**Task brief**
Shift every x and y coordinate up by 60 in the lines that begin with the one containing "Exercise. Point out every instance of the green tree" and end with the one containing "point(525, 47)", both included. Write all of those lines out again, repeating the lines without coordinates unchanged.

[Dataset lines on where objects appear]
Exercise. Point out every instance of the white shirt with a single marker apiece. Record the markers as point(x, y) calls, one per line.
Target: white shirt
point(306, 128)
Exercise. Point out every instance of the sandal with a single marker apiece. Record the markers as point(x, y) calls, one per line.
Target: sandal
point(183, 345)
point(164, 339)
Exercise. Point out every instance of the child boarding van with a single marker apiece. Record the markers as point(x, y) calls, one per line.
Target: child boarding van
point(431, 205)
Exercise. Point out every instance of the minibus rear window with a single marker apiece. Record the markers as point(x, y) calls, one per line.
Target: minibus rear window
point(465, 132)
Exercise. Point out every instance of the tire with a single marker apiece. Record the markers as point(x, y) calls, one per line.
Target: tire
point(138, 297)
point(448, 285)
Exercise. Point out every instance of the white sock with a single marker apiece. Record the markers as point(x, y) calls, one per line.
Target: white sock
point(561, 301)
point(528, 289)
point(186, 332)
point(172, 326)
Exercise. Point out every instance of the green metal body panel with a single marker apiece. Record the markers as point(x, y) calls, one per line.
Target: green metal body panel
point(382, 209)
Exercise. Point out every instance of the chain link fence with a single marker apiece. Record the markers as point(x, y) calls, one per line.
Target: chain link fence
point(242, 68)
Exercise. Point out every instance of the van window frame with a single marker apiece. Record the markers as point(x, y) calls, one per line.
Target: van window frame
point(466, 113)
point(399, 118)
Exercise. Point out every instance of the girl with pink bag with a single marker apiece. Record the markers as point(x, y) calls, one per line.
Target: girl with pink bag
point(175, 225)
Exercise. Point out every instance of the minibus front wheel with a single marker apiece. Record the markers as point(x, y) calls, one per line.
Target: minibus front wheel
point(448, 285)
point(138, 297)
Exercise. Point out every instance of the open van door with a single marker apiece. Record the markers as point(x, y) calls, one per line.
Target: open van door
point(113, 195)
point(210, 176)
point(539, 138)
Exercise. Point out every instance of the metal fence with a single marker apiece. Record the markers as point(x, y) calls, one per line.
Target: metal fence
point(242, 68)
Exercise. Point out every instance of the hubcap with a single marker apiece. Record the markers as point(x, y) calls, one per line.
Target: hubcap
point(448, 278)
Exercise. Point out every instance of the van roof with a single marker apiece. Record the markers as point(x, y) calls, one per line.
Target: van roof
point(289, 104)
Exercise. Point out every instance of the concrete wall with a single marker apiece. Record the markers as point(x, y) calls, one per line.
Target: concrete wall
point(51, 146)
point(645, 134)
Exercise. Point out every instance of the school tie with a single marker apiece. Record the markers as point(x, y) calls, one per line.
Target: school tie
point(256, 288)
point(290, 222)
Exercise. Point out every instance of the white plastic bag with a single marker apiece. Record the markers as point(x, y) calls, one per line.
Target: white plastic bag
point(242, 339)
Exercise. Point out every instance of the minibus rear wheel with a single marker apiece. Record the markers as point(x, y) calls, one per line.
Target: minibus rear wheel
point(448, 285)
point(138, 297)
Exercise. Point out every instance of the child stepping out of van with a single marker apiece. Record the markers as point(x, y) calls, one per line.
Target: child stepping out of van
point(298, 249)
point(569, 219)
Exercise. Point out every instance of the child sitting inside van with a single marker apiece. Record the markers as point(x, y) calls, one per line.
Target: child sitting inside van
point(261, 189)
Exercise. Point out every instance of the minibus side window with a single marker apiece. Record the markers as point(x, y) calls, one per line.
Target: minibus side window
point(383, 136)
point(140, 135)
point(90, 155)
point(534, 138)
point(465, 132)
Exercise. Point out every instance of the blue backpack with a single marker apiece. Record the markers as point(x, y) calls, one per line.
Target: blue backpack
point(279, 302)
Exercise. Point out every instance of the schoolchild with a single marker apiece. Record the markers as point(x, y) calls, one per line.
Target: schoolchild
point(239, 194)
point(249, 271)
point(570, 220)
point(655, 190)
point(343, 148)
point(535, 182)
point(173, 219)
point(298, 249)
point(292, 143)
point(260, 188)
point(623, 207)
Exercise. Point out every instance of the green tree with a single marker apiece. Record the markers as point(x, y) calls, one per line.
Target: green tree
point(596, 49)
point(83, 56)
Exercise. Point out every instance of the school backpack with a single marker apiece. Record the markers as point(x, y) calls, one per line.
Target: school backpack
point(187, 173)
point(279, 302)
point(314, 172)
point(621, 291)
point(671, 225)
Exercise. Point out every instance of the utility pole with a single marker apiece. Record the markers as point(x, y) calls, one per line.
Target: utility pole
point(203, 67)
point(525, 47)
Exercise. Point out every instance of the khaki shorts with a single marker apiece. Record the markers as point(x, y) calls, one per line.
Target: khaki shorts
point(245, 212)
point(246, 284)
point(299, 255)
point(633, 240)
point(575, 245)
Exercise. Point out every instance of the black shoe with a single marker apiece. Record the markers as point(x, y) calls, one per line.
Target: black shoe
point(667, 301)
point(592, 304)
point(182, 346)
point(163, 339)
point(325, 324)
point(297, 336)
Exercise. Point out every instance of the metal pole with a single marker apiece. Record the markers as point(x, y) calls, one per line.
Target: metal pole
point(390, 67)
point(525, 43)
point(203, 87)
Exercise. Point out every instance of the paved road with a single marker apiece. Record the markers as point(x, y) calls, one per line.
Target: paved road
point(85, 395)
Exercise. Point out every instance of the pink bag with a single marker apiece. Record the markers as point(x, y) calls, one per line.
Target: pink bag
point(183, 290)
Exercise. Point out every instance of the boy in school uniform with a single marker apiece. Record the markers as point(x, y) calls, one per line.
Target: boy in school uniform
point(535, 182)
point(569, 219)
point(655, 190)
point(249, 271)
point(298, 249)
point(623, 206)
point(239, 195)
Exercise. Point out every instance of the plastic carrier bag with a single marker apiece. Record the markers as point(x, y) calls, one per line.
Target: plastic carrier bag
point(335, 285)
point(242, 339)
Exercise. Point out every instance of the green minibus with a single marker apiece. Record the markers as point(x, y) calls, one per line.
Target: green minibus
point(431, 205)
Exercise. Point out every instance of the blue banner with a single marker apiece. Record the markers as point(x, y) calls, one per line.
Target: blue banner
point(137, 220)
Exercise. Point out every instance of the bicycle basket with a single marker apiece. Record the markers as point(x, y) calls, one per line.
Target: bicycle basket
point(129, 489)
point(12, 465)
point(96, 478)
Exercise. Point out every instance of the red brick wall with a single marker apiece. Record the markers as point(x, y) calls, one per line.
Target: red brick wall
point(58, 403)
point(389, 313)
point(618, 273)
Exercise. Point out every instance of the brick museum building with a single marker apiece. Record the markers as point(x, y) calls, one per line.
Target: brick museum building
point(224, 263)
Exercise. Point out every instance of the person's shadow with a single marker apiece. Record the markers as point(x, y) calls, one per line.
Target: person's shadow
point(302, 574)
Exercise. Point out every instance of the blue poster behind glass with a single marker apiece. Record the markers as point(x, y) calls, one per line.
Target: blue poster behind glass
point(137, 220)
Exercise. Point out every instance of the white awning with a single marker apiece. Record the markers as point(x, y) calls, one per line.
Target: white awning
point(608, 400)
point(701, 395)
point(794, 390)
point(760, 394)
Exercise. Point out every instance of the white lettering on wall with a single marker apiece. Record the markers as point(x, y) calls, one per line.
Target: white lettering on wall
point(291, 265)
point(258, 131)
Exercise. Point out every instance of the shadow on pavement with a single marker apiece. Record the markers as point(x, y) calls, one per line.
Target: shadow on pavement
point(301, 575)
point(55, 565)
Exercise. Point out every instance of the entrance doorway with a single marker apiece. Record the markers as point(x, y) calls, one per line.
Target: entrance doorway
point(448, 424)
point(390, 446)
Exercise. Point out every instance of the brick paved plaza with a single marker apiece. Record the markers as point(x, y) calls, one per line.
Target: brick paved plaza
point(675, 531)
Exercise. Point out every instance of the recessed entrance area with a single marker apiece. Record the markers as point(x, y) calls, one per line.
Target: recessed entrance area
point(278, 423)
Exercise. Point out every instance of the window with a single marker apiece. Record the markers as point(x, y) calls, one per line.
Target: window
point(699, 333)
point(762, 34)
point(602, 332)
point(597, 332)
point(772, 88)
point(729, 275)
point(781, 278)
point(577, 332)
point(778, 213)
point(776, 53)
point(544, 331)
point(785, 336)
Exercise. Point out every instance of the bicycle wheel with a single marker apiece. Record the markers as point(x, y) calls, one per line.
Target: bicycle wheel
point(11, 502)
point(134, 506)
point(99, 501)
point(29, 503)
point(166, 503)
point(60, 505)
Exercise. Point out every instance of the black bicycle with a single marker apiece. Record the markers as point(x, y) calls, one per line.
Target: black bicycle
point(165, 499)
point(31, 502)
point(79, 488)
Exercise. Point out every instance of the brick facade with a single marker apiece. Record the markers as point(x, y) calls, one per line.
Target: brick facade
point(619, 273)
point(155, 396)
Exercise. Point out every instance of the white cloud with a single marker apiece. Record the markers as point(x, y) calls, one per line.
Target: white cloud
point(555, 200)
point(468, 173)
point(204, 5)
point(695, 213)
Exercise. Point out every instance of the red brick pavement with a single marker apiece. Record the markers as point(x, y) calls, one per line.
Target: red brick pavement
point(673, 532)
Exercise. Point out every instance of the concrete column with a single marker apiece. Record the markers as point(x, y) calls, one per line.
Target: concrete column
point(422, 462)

**Finished task**
Exercise. Point out every instance of the green tree with a single marker apiece. Record the markers as point(x, y) calls, one per line.
Target: green tree
point(656, 109)
point(143, 116)
Exercise. Point out every instance of the school backpack with a single marker apiece. Record the markers as point(x, y) calls, one per line.
Target: school backpack
point(247, 233)
point(339, 362)
point(374, 232)
point(681, 351)
point(731, 285)
Exercise. Point out every instance of the utility pole with a single marker apiece. Record the markers as point(x, y) calls, one per line.
Target: utility pole
point(263, 127)
point(585, 107)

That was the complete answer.